Rewrite the data starting at the line that contains "the yellow safety" and continuing through the end of the data, keeping every request line unchanged. In the answers, multiply each x and y coordinate by 1.5 and round to a whole number, with halves rounded up.

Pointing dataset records
──────

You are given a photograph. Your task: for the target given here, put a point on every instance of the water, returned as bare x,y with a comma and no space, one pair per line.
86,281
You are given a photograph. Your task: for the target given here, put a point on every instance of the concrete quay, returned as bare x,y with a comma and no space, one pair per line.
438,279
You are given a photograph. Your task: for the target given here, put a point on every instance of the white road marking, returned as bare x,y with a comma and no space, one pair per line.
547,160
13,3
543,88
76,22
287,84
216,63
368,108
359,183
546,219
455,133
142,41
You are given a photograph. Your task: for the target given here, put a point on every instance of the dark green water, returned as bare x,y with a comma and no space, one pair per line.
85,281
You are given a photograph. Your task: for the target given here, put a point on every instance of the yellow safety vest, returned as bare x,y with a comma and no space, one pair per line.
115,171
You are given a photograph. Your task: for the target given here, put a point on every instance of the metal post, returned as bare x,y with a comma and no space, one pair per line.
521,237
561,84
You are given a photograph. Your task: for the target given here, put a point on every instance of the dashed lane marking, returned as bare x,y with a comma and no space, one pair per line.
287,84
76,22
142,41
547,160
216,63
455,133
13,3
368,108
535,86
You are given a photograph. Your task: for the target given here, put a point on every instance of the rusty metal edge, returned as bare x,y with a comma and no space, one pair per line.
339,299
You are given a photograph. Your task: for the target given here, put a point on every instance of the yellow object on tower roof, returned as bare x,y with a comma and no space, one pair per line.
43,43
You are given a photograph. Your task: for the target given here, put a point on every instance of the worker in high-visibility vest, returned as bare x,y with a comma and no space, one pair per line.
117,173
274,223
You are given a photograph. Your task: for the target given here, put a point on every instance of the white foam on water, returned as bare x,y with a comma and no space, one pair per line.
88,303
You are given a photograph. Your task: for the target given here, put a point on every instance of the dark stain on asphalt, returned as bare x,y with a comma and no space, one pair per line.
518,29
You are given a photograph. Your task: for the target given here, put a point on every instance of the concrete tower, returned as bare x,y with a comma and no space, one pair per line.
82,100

──────

Output of the exercise ▸
You are given a photograph. Your task: for the target given here, put a point on every instance of the yellow safety vest, returned as bare x,y with a comma and no space, one pair per line.
173,257
You are given a photograph. Your task: for the target given here, put a point on every instance of the metal post, returned as bare x,y with a comma and no space, one pair per line.
782,356
842,126
You are given a photograph. Your task: for the target given here, put a point on every instance of the dashed lane marking, returned as bare x,y with a comma and no space, one pair per line.
431,126
114,33
213,62
821,240
324,95
683,200
20,5
552,162
803,129
You are given a photograph. Your task: for the target given here, put a point on every instance of the rusty metal edge, returned as bare x,y with a comma and no space, one pair per line.
509,449
You are given a photograph. Your task: for the target given here, put a point on every instance of the yellow object on tower roof, returned as bare x,y with a comma and no space, one pair per line.
65,65
You are given a photograph. Your task: for the target given here, put a point on every instance of the worker in high-visibility vest, returned as bare x,y with a comma and no space, one pair per line.
176,260
411,335
You are given a photograph. Your task: for the target given here, put a point on every instance of the white foam on water, returned as bare x,y with a comma and no space, one pair per line.
132,455
You are given a photograph. Your task: for the target given here, put a point on every instance of the dark stain on asphalt, returned as bare x,y with a comma and no space, one pair per line.
777,44
You are given a photograph. Your task: for the target given here, put a point on every instance of the concrete tower, returned as bare x,y with a comma and no space, one pair per line.
123,150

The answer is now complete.